_ENTRIES SUPPLIED_.
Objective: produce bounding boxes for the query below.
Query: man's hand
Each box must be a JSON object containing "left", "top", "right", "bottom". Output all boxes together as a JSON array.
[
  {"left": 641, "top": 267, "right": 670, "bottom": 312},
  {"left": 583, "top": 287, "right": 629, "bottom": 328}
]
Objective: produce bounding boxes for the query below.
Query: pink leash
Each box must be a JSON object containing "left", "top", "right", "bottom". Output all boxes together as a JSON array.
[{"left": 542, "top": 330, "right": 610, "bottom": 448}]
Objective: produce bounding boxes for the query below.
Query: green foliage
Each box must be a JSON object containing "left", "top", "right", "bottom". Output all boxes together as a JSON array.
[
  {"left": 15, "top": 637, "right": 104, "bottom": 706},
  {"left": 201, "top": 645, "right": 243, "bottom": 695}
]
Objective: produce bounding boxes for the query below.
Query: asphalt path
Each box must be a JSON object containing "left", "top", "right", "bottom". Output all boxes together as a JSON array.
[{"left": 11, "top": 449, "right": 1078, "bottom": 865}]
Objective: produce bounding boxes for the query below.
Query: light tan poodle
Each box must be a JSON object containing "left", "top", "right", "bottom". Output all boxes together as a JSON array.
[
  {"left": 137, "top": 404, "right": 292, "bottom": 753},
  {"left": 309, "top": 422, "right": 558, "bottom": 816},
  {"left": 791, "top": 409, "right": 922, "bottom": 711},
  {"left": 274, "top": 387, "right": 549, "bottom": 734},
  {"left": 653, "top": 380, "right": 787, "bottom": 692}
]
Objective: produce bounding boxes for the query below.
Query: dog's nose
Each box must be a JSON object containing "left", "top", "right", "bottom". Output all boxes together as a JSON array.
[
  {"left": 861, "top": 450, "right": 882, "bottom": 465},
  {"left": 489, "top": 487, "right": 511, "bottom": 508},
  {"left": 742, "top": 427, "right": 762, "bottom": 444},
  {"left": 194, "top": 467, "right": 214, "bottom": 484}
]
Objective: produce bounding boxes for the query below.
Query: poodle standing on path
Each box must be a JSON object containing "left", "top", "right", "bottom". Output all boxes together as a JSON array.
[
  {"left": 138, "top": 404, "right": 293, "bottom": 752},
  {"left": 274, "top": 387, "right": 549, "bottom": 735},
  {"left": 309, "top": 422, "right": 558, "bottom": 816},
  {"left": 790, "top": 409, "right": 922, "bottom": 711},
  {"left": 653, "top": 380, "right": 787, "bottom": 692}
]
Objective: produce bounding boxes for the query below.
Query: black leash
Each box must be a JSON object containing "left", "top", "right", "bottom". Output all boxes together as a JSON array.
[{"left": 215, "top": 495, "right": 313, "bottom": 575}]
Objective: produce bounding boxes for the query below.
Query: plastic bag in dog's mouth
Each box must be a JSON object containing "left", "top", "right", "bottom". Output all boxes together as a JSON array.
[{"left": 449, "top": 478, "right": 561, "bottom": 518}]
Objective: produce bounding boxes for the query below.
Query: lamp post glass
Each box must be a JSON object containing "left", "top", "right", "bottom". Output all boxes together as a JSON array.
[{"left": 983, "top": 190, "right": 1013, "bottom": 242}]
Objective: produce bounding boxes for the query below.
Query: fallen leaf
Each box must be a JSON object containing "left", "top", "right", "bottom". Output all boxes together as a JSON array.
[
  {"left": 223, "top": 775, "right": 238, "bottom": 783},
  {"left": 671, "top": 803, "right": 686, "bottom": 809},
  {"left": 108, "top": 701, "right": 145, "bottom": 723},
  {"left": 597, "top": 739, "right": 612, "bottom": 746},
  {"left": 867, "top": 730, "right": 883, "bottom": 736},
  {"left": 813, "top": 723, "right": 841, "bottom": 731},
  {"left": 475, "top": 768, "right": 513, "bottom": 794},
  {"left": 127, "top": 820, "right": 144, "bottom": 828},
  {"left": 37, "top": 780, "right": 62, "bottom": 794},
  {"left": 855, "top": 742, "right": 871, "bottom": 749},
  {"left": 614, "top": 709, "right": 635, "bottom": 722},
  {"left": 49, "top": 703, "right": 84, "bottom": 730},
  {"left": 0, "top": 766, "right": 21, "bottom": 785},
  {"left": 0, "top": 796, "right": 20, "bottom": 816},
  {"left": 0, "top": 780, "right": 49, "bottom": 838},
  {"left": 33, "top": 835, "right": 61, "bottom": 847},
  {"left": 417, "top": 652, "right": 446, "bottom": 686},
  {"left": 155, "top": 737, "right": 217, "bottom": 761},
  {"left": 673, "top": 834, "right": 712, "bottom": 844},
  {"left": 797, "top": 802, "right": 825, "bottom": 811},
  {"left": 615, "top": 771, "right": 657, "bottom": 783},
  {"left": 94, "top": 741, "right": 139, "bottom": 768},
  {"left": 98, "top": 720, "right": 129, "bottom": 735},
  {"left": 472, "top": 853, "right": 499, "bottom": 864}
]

_BRIEF_. Within the entries, determine the count of lines containing the string "poodle" and output it alone.

_WRITTEN SOLUTION_. 2